__Passage given__.
►

By N Sathiya Moorthy
Chennai, 11 March 2018
Chennai, 11 March 2018
It is sad that the nation should be burning in the flame of communal
hatred and racist violence all over again, a decade after it was slowly
but surely learning to leave it all behind. Sri Lanka was possibly ready
(?) to open a new chapter in the short, post-Independence history,
which is less than a page-long in the longer and larger Sri Lanka story,
when this blot has appeared. Credit should go to the government
leadership for acting decisively, even if belatedly, to curb the
violence, even if it could not prevent it in the first place.
Yet, it is anybody’s guess why the twin leadership of President
Maithiripala Sirisena and Prime Minister Ranil Wickremesinghe thought it
wise to have taken the crucial Law and Order portfolio from the hands
of then Minister Sagala Rathnayaka, for the latter to handle it even if
in the interim. There is again no justifiable reason for them to find a
full-time minister in the midst of the Kandy violence, which in their
own wisdom has necessitated the proclamation of a short period of
national Emergency.
This has nothing to say about the suitability and ability, or otherwise,
of the hurriedly-sworn in new Minister, Ranjith Madduma Bandara. If
Cabinet colleague, Field Marshal Sarath Fonseka’s reported observations
that Bandara did not even know about the impending change of charge
until he arrived in the President’s Office for being sworn-in, is even
half-true, then something is again rotten in the state of affairs in Sri
Lanka, even if not necessarily in the State of Sri Lanka.

◄

__Dataset records__.
►

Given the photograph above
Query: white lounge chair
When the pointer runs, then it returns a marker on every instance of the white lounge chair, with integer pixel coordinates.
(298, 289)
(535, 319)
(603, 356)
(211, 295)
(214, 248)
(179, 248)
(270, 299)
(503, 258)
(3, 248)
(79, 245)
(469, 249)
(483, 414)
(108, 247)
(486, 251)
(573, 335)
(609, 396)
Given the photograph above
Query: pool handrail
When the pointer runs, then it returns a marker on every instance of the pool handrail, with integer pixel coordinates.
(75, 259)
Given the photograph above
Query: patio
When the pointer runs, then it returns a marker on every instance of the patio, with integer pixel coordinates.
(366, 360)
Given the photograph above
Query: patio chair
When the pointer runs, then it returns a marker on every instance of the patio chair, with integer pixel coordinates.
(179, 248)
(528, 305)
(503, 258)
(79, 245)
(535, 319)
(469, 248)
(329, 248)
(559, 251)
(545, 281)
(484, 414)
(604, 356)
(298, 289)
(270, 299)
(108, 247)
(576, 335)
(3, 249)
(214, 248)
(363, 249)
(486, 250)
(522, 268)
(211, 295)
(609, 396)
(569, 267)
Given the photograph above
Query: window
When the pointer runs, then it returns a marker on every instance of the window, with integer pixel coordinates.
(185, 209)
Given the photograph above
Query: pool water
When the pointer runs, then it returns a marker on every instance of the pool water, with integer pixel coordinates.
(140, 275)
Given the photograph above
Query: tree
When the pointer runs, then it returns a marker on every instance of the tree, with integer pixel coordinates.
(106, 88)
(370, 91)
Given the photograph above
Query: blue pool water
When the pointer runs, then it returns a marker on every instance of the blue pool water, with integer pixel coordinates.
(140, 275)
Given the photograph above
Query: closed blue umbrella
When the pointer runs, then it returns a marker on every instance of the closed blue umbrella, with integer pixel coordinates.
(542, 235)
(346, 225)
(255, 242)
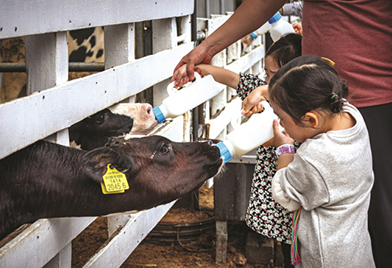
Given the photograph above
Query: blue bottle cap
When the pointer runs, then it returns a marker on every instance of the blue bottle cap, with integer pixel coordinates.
(224, 151)
(274, 18)
(159, 115)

◄

__List of tasks__.
a) In the opinion piece on the Sri Lanka unrest, who was the new minister hurriedly sworn in during the Kandy violence?
b) Please carry on writing the opinion piece on the Sri Lanka unrest, starting right after its final sentence.

__Per-task outputs__.
a) Ranjith Madduma Bandara.

b)
Leave aside other elements of political instability that has
not-so-unexpectedly rocked the ‘unity government’ almost from the start.
If their sympathisers and supporters inside the nation, and more so
outside, did not see it, they did not want to see it. But, even they
could not avoid acknowledging the obvious until the nation-wide LG polls
of 10 February bared them open.
It is such/similar callousness of the political leadership that may have
contributed to the current situation, though it was most definitely not
the main reason. It was wrong on the part of Prime Minister
Wickremesinghe to have though L&O deserved only an interim minister,
if only to deflect national attention from the political problems
haunting the unholy alliance of the past three-plus years. It was even
more wrong of him, as also President Sirisena to have so very hastily
concluded that they could change the captain of the ship, all over
again, not just in mid-voyage but also when it was caught in the eye of a
storm.
Application of mind
If an L&O crisis demanding the instant imposition of Emergency,
however short, is not the occasion for the Prime Minister of the time to
be more concerned about and engaged in, on the L&O front, what else
could it be? The Government itself explained, and rightly so, how the
Emergency would enable the commissioning of the armed forces for
internal security duties in a bigger way, and also in the conferring of
‘policing powers’ too on them, it required all-out coordination at all
levels, especially at the top-most political leadership.
The Constitution provides for the President to be his own Defence
Minister, in charge of the armed forces. The Prime Minister as the
leader of the incumbent Government, even if not the ‘Head of the
Government’, which is the President under the Constitution, already
heading L&O may have done a better job of coordination, that too at a
time when avoidable criticism was being aired about the very portfolio.
This is not to say that the Government was seeking to deflect the
political crisis emanating from the LG poll debacle by changing the
L&O Minister. It is worse still to accuse Prime Minister
Wickremesinghe of not wanting to take the responsibility for the L&O
failures in the Amapara-Kandy anti-Muslim racial riots, and attribute
the mid-stream swearing-in of Ranjith Bandara in his place. But there
can be no denying of the charge of ‘lack of application of mind’ in
either case.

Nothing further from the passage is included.